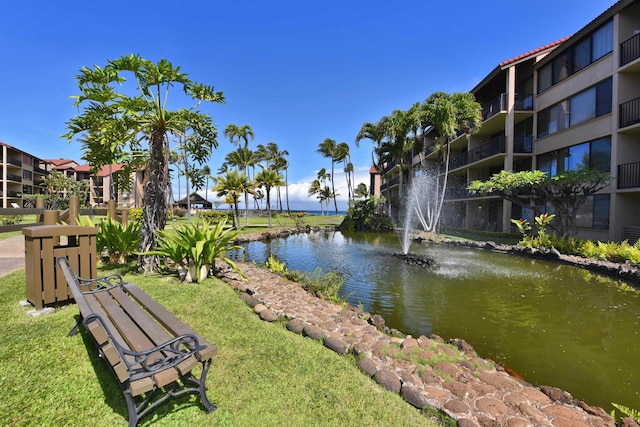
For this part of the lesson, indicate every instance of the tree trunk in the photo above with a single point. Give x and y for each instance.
(154, 209)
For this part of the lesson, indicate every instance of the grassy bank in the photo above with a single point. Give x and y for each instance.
(263, 374)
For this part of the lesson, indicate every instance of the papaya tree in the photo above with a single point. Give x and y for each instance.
(122, 119)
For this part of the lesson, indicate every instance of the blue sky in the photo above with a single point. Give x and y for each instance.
(297, 72)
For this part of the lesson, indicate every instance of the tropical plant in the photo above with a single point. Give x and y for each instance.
(361, 191)
(268, 178)
(232, 184)
(238, 134)
(194, 247)
(120, 241)
(449, 114)
(118, 122)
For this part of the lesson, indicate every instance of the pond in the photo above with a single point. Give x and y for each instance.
(552, 324)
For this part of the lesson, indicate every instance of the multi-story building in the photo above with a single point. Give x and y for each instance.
(569, 104)
(21, 175)
(102, 186)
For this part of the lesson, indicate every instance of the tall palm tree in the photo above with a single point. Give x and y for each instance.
(361, 191)
(315, 189)
(344, 155)
(374, 132)
(121, 120)
(242, 159)
(230, 186)
(238, 134)
(206, 172)
(268, 178)
(328, 148)
(449, 114)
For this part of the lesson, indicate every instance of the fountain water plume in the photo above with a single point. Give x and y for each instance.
(421, 207)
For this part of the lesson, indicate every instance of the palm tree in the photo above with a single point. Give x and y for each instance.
(361, 191)
(242, 159)
(329, 148)
(269, 178)
(120, 120)
(449, 114)
(237, 134)
(275, 159)
(315, 189)
(375, 133)
(344, 155)
(206, 171)
(230, 186)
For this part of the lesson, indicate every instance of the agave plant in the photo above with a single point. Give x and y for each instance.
(121, 241)
(194, 248)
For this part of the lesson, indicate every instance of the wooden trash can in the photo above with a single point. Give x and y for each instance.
(45, 282)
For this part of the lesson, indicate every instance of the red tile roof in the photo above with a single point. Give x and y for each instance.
(534, 51)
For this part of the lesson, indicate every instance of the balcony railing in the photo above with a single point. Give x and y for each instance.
(524, 102)
(523, 144)
(481, 152)
(14, 162)
(629, 113)
(493, 107)
(629, 175)
(630, 50)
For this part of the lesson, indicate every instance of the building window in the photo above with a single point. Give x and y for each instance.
(581, 107)
(594, 154)
(588, 50)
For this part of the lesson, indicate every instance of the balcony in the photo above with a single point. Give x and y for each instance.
(523, 144)
(629, 113)
(630, 50)
(481, 152)
(495, 106)
(524, 102)
(629, 175)
(14, 162)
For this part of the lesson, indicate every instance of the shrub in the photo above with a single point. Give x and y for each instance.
(213, 217)
(135, 214)
(121, 241)
(193, 248)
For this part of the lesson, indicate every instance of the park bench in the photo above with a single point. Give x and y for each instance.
(151, 352)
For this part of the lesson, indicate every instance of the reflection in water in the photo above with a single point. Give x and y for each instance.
(552, 324)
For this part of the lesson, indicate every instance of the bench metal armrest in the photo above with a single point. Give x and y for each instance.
(142, 364)
(100, 283)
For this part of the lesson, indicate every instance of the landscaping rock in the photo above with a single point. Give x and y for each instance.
(414, 396)
(388, 380)
(296, 325)
(313, 332)
(367, 366)
(268, 315)
(336, 345)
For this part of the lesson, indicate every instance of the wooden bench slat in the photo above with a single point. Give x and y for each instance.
(150, 327)
(136, 339)
(168, 319)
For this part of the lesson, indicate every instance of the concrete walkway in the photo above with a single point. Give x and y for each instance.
(11, 255)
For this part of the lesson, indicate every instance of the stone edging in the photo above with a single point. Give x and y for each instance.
(425, 371)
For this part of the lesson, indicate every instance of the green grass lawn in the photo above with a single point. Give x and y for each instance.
(263, 374)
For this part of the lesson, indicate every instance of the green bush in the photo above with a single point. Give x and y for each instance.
(194, 247)
(135, 214)
(121, 241)
(213, 217)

- **YOUR INSTRUCTIONS**
The only output should be the lines from the one containing "of the park" through the final line of the material above, copied exactly.

- **OUTPUT FOR THIS TASK**
For this part of the lesson, indicate every instance of the park bench in the photo above with a single point. Give x and y for each instance.
(151, 352)
For this part of the lesson, indicate every instance of the reflection in water in the photo above with a single point. Give x and y for each instance.
(552, 324)
For this part of the lesson, indicate every instance of the bench metal armrest in the photo above with a single point. Give x and y for each instance.
(142, 364)
(100, 283)
For this part of the lesson, indicate every instance of the landscaping rock in the photo above with a single point. Give x and y for each instance.
(414, 396)
(388, 380)
(296, 325)
(313, 332)
(367, 366)
(268, 315)
(336, 345)
For this part of the lesson, indicate every instance of the wooden bench slat in the photo above with a single point. Give x and y for each instance.
(150, 327)
(136, 339)
(168, 319)
For this part of the lesson, indicate every instance of the concrete walkway in the photo above with a single point. Give x and y for each instance.
(11, 255)
For this part of the lesson, indicate every instance of the stone edging in the photo above with a single point. Give x and y for each instance.
(425, 371)
For this part of the lesson, indicate every instance of the green grass lawn in the photo above with a single point. Give x and y for each instance.
(263, 374)
For this part of the lesson, indicate every instance of the green bush in the photo above with a single point. Give x and y for each instance.
(194, 247)
(135, 214)
(121, 241)
(213, 217)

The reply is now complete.